Goal →
Which rows below contain the word "elderly"? Gather each of them and copy it in full, matching case.

Data rows →
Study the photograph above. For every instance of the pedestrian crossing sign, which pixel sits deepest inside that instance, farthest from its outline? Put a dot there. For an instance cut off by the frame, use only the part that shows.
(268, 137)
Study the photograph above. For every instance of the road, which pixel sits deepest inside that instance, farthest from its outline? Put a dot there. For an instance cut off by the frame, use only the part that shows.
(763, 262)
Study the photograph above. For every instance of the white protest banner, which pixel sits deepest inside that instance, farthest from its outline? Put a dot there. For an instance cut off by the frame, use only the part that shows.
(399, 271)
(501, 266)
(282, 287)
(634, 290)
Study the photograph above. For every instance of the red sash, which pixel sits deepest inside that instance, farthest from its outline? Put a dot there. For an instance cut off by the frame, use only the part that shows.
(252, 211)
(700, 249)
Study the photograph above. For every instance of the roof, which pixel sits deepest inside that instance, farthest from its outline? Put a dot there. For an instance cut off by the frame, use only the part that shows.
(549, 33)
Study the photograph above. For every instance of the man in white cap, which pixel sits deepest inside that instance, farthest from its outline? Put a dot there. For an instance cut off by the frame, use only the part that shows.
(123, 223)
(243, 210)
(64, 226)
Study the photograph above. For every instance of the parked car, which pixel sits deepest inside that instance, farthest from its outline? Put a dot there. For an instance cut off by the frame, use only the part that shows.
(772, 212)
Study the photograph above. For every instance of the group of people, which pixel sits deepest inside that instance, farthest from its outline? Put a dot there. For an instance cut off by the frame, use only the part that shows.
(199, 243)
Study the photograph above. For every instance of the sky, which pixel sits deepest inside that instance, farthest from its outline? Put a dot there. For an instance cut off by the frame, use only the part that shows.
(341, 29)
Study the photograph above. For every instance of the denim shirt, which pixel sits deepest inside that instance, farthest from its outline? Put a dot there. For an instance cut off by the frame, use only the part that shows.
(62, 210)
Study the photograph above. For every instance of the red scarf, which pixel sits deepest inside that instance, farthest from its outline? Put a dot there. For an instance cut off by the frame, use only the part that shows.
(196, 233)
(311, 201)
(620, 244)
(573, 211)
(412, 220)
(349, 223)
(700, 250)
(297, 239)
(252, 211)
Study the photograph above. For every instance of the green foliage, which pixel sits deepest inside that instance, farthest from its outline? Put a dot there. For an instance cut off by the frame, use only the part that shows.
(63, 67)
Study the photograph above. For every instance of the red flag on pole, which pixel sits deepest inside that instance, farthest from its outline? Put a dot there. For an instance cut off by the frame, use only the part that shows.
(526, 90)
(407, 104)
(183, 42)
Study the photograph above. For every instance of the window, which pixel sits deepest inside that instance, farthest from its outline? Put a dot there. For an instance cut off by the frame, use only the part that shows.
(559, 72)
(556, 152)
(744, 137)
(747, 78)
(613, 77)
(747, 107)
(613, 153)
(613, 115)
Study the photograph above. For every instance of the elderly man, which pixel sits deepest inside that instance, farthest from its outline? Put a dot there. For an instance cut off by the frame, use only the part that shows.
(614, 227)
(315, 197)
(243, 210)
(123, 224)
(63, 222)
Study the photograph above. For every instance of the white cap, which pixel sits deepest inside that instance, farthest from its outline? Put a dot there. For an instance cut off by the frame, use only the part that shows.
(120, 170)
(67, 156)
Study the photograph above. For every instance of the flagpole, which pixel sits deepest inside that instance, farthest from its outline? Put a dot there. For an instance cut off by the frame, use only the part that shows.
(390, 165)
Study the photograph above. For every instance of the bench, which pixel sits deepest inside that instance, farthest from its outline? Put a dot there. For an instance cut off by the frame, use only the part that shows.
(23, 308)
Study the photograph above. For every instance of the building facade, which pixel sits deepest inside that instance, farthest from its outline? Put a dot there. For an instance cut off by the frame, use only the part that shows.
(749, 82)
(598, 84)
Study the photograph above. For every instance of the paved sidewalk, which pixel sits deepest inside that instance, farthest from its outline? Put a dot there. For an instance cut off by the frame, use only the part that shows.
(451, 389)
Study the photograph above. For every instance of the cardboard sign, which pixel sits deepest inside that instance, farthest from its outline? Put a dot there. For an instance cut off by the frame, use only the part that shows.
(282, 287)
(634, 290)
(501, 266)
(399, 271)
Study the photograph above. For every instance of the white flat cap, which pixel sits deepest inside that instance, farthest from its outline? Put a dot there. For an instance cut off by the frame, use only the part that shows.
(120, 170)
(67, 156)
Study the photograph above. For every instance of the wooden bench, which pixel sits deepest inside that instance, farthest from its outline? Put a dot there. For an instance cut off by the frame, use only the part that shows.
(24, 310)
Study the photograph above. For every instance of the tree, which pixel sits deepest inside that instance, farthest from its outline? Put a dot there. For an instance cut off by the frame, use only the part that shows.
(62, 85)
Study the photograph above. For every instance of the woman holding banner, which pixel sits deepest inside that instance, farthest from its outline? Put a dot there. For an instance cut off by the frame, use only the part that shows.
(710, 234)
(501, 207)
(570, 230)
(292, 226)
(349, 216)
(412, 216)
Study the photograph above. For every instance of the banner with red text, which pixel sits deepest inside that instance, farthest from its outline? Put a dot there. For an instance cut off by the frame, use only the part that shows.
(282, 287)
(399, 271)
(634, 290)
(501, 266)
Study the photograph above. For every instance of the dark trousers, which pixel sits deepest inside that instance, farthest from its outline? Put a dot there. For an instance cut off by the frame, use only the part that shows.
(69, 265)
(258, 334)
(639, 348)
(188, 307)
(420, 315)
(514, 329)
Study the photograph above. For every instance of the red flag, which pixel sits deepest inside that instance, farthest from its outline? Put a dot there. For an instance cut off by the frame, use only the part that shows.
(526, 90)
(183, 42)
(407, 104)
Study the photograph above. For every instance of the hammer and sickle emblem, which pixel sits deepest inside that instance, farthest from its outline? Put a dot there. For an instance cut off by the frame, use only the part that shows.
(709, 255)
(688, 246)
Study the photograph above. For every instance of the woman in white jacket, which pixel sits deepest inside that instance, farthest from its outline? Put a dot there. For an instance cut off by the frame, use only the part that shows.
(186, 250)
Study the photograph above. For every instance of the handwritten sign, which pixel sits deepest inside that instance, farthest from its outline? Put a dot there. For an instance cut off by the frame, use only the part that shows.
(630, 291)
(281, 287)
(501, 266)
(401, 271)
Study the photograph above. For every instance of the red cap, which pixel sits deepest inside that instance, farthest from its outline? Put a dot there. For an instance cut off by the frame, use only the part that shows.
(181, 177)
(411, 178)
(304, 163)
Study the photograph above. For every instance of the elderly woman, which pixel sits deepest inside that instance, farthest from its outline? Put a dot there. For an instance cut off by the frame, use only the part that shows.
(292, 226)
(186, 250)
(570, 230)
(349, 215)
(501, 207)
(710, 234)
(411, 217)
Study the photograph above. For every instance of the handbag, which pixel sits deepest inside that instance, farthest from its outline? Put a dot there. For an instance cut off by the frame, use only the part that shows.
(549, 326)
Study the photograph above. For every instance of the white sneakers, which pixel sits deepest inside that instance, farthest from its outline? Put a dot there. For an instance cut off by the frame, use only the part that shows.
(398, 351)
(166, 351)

---

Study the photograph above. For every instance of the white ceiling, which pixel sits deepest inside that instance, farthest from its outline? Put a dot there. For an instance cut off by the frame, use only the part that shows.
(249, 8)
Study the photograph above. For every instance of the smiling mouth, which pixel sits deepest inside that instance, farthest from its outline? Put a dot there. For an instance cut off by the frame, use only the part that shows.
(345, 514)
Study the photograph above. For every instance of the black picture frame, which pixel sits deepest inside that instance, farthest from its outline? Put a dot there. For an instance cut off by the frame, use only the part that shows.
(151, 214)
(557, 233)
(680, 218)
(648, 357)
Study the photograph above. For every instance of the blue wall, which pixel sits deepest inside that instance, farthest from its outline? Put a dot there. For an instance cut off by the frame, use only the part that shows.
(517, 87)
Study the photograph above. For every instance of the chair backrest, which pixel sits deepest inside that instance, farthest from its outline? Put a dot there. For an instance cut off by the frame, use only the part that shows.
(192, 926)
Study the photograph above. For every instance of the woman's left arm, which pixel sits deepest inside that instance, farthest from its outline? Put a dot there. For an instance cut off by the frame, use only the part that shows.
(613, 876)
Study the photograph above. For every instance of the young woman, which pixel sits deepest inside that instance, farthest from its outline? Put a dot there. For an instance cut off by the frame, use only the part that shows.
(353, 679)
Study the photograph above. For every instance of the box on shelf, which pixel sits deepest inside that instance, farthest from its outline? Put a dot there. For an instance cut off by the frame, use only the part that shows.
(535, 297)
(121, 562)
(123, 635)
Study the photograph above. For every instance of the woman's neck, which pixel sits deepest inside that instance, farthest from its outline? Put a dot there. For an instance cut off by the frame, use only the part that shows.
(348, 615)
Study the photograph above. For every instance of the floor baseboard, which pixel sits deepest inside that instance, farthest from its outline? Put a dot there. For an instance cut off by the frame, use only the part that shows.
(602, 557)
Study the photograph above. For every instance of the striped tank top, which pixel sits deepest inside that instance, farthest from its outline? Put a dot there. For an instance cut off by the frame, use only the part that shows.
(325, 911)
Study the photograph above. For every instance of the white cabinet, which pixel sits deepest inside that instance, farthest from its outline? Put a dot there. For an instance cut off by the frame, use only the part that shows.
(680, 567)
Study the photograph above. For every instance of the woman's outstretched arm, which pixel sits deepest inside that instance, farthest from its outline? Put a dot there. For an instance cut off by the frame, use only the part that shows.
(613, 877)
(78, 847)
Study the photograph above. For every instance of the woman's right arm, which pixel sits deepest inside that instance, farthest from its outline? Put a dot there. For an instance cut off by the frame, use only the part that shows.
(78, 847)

* * *

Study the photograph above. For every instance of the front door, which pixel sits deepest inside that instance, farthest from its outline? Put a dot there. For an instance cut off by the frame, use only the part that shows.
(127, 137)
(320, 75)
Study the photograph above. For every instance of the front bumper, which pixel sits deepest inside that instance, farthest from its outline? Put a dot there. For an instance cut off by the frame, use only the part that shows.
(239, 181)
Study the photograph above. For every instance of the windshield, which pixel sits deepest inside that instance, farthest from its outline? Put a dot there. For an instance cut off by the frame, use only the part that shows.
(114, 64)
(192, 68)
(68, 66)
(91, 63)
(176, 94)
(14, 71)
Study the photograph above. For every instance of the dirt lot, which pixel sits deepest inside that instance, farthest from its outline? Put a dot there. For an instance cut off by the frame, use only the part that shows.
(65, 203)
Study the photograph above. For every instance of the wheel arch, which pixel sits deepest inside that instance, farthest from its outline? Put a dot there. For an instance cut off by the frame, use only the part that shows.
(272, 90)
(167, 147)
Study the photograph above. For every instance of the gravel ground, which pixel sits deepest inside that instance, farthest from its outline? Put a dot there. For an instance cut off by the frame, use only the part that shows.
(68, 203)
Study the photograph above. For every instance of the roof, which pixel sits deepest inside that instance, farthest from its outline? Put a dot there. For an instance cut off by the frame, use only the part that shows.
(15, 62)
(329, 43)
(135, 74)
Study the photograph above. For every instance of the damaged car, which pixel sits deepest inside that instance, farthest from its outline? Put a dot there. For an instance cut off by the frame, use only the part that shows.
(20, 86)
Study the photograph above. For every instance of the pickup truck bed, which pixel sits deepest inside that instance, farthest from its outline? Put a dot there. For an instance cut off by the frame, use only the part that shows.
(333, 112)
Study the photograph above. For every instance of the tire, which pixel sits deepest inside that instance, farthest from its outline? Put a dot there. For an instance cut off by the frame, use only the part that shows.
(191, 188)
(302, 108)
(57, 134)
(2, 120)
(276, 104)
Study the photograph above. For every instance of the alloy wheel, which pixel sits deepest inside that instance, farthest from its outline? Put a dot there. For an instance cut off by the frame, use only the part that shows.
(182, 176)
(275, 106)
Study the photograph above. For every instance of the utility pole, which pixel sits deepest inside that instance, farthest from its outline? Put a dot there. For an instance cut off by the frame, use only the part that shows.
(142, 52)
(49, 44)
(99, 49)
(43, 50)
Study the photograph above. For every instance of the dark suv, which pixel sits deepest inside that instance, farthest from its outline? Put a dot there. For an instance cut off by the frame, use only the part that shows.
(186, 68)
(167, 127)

Solution to this task →
Study the photograph above. For every instance of the elderly man, which pixel sits deepest inside that instance, farthest from its outline? Put a dot there. For an instance cut off by the frame, use only the part that shows.
Study the photograph above. For every instance of the elderly woman, which pixel sits deepest inside that instance, farthest from its outline? Put a dot there. For an instance cut off by the frame, use only the part that shows.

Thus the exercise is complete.